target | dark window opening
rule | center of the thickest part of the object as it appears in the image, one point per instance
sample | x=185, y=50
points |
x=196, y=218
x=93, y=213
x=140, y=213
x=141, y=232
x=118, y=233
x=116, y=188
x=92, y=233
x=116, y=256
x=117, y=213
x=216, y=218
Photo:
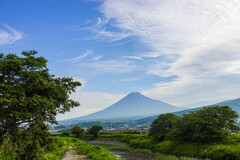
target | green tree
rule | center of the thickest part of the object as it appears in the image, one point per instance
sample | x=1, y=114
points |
x=163, y=126
x=207, y=125
x=77, y=131
x=65, y=134
x=29, y=97
x=94, y=130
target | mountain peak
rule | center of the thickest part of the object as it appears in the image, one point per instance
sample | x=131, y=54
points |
x=134, y=93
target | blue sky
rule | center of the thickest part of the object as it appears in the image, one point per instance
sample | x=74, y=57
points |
x=182, y=52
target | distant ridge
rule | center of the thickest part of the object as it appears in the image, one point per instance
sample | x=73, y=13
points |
x=133, y=105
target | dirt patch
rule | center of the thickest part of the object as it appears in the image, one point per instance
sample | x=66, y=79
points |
x=72, y=155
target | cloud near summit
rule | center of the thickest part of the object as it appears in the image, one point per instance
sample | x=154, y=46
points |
x=199, y=40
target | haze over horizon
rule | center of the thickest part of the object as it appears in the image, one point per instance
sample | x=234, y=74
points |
x=185, y=53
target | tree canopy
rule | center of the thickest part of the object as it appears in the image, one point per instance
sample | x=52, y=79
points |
x=77, y=131
x=207, y=125
x=94, y=130
x=31, y=96
x=163, y=126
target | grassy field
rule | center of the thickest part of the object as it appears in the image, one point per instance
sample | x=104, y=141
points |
x=94, y=152
x=229, y=149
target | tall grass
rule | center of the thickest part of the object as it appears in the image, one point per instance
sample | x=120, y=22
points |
x=60, y=146
x=228, y=149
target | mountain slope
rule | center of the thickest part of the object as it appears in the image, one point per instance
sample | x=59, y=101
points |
x=133, y=105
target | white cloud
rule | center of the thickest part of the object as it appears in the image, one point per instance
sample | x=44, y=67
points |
x=97, y=58
x=90, y=102
x=76, y=59
x=9, y=35
x=111, y=66
x=199, y=40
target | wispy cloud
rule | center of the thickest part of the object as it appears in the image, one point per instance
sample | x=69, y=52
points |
x=133, y=57
x=112, y=66
x=76, y=59
x=98, y=58
x=130, y=79
x=9, y=35
x=90, y=102
x=199, y=41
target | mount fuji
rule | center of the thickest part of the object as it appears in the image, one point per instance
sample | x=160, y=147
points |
x=133, y=105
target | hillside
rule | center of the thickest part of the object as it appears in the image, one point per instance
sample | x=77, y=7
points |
x=133, y=105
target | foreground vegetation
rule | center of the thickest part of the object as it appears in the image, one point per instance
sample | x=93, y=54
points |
x=29, y=97
x=227, y=149
x=94, y=152
x=157, y=155
x=207, y=133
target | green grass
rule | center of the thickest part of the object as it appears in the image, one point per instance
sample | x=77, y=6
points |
x=150, y=153
x=228, y=149
x=94, y=152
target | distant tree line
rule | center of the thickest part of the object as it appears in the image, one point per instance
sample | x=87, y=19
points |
x=207, y=125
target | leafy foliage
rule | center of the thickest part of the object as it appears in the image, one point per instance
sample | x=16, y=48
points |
x=207, y=125
x=29, y=97
x=77, y=131
x=94, y=130
x=163, y=126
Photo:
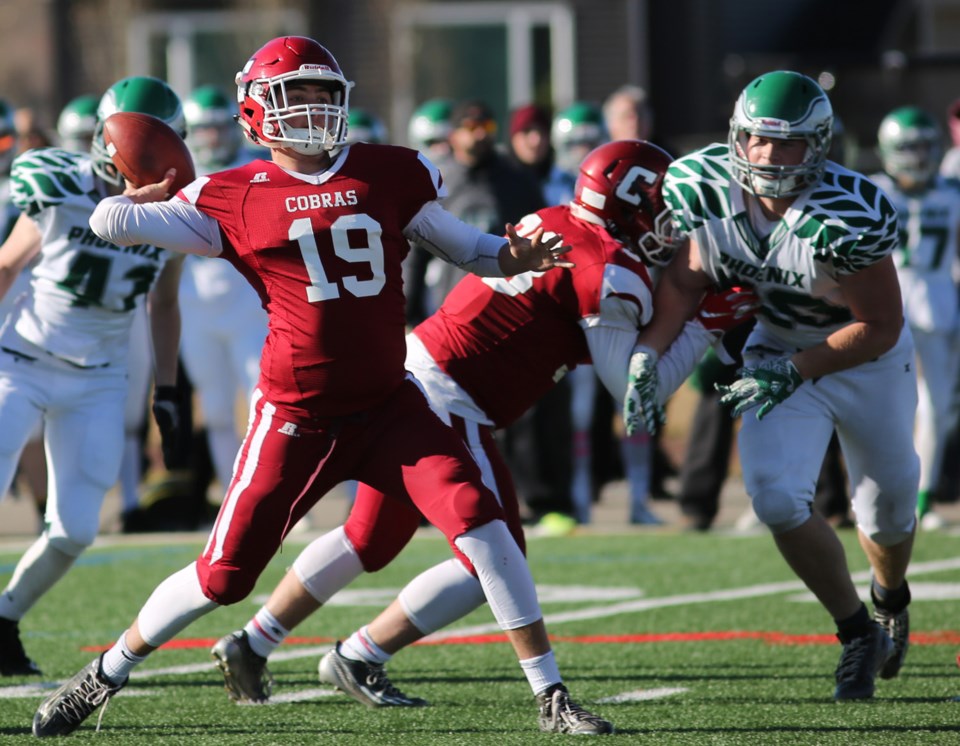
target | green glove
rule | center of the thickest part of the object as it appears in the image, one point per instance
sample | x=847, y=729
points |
x=641, y=407
x=764, y=386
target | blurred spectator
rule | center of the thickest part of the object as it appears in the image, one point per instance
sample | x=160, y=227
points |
x=29, y=133
x=365, y=126
x=950, y=165
x=628, y=115
x=574, y=132
x=910, y=144
x=529, y=144
x=488, y=189
x=429, y=128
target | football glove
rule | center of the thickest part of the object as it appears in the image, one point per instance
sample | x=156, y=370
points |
x=641, y=407
x=166, y=412
x=765, y=385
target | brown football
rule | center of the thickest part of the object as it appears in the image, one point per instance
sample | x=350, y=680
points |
x=143, y=148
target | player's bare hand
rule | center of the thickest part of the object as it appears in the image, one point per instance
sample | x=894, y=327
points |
x=151, y=192
x=538, y=252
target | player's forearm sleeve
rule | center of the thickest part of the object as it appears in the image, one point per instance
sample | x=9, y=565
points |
x=175, y=225
x=449, y=238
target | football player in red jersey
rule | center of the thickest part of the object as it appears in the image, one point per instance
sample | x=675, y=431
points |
x=529, y=331
x=320, y=231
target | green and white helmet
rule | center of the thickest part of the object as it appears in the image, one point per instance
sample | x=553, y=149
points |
x=781, y=105
x=363, y=126
x=430, y=123
x=77, y=123
x=8, y=138
x=576, y=131
x=142, y=94
x=910, y=144
x=213, y=135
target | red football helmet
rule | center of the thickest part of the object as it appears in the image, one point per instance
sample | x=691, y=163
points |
x=265, y=112
x=619, y=188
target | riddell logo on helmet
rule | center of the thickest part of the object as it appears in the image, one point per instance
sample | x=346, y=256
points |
x=773, y=124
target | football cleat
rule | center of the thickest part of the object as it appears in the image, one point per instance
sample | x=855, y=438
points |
x=245, y=674
x=862, y=659
x=897, y=626
x=365, y=682
x=560, y=714
x=13, y=658
x=63, y=711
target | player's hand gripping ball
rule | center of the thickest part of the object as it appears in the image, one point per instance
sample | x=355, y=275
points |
x=144, y=148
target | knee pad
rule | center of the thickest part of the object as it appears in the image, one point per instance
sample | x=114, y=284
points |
x=327, y=565
x=781, y=512
x=73, y=545
x=226, y=585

Task to complete: Copy all of the data above line for line, leaving out the pictures.

Solved problem:
target | dark window opening
rule | center of the thickest part of the object as it appears in the image, one point per instance
sample | x=185, y=50
points |
x=196, y=218
x=93, y=213
x=140, y=213
x=141, y=232
x=118, y=233
x=116, y=188
x=92, y=233
x=116, y=256
x=117, y=213
x=216, y=218
Photo:
target | green tree
rule | center of the thickest part of the object as it appears in the image, one point per instance
sample | x=1, y=114
points |
x=163, y=126
x=207, y=125
x=77, y=131
x=65, y=134
x=29, y=97
x=94, y=130
target | mountain peak
rule | center of the thickest part of the object as it appears in the image, one point per instance
sample | x=131, y=54
points |
x=134, y=93
target | blue sky
rule | center of the thickest part of the object as it appears in the image, one point per instance
sample | x=74, y=57
points |
x=182, y=52
target | distant ridge
rule | center of the thickest part of the object as it appears in the image, one point per instance
sample | x=73, y=13
points |
x=133, y=105
target | dirt patch
rule | center of the thickest part of the object as it appears in the image, one point per instance
sample | x=66, y=79
points |
x=72, y=155
target | cloud near summit
rule | center of the thickest part of the object as it appears in the image, one point per instance
sample | x=154, y=46
points |
x=199, y=40
target | haze over horizon
rule | center of the thickest part of the object as it appears in the image, one point per instance
sample | x=234, y=74
points |
x=185, y=53
target | tree canopy
rule | center of the thickest part of the object as it appears in the image, one point per instance
sample | x=52, y=79
points |
x=77, y=131
x=207, y=125
x=94, y=130
x=31, y=96
x=163, y=126
target | grassy field
rule | center of the thickest part of the object as it appears in the image, one point per instance
sample | x=104, y=141
points |
x=94, y=152
x=229, y=149
target | tall grass
rule | center of the thickest part of the object as it appears in the image, one point per instance
sample | x=120, y=22
points |
x=60, y=146
x=228, y=149
target | mountain slope
rule | center of the thickest part of the object as it appears in the image, one point per instance
sample | x=59, y=101
points |
x=133, y=105
target | white cloud
rule | center of the thickest part of the object as it appears in the image, one point per instance
sample | x=44, y=67
points |
x=97, y=58
x=90, y=102
x=76, y=59
x=9, y=35
x=111, y=66
x=199, y=40
target | wispy cloud
rule | center of the thickest part of the object as it appears in the image, one point per instance
sample | x=69, y=52
points |
x=133, y=57
x=112, y=66
x=76, y=59
x=98, y=58
x=130, y=79
x=9, y=35
x=90, y=102
x=199, y=41
target | mount fuji
rule | center of the thickest part of the object as it appears in the image, one point per instance
sample | x=160, y=147
points |
x=133, y=105
target | hillside
rule | center of the thickest part of the object as it appears in the image, one point per instance
sample | x=77, y=7
points |
x=133, y=105
target | foreground vegetation
rule | center of the thickest part of the object as it appears in the image, one point per instance
sample | x=93, y=54
points |
x=29, y=97
x=227, y=149
x=94, y=152
x=157, y=155
x=207, y=133
target | green grass
rule | center of the thickest part of the object as it appears in the image, one point per instance
sample | x=77, y=6
points |
x=150, y=153
x=228, y=149
x=94, y=152
target | distant tree line
rule | center of the thickest part of the object as it appears in the image, one point per instance
sample | x=87, y=19
points |
x=207, y=125
target | leafy foliage
rule | center of the thickest part of the object as it appears in the image, one point per instance
sample | x=16, y=48
points |
x=207, y=125
x=29, y=97
x=77, y=131
x=94, y=130
x=163, y=126
Photo:
target | green glove
rule | center of the thickest part of the object as it appears in the image, one point per instance
sample | x=847, y=729
points |
x=641, y=407
x=764, y=386
target | blurred spectator
rule | center of the thickest part of the object as it appears in the image, one point per instance
sample | x=160, y=227
points |
x=29, y=133
x=365, y=126
x=950, y=165
x=628, y=115
x=574, y=132
x=910, y=144
x=529, y=144
x=488, y=189
x=429, y=128
target | football glove
rule | center of the thickest part of the object as it appears in the image, one point per instance
sample | x=156, y=370
points |
x=641, y=407
x=166, y=412
x=765, y=385
target | brown football
rule | center of the thickest part of the object as it appears in the image, one point per instance
sample | x=350, y=680
points |
x=143, y=148
target | player's bare hand
rule | center of the thickest part of the object as it appears in the image, one point per instance
sample | x=894, y=327
points |
x=151, y=192
x=538, y=252
target | player's forearm sleeve
rule | center of the thickest part of the object as it appears in the image, one point per instance
sample | x=9, y=565
points |
x=175, y=225
x=449, y=238
target | football player in red jersey
rule | center of the thickest part of the object as it appears in the image, one point per instance
sample | x=675, y=431
points |
x=529, y=331
x=320, y=231
target | green and white helmet
rule | center of the thickest part of the object as it appears in the image, one point per instance
sample | x=553, y=149
points |
x=781, y=105
x=363, y=126
x=430, y=123
x=77, y=123
x=8, y=138
x=576, y=131
x=142, y=94
x=910, y=144
x=213, y=135
target | red football helmet
rule | center of the thickest part of the object as it appears in the image, one point per instance
sample | x=691, y=163
points |
x=265, y=112
x=619, y=188
target | riddell logo on helmet
rule | center of the thickest part of the object as it appears in the image, one point per instance
sample | x=346, y=256
points |
x=773, y=124
target | football cleat
rule | center of the thickest part of the object as it appears in the image, one point per instance
sample | x=855, y=438
points |
x=245, y=674
x=862, y=659
x=897, y=626
x=365, y=682
x=560, y=714
x=13, y=658
x=63, y=711
target | player's hand gripping ball
rule | center of the thickest part of the object as it appears in the image, one point per instance
sample | x=355, y=275
points |
x=144, y=148
target | knee pad
rule | center of the thickest part of the object as it appears in the image, one point per instance
sample | x=114, y=284
points |
x=327, y=565
x=781, y=512
x=73, y=545
x=226, y=585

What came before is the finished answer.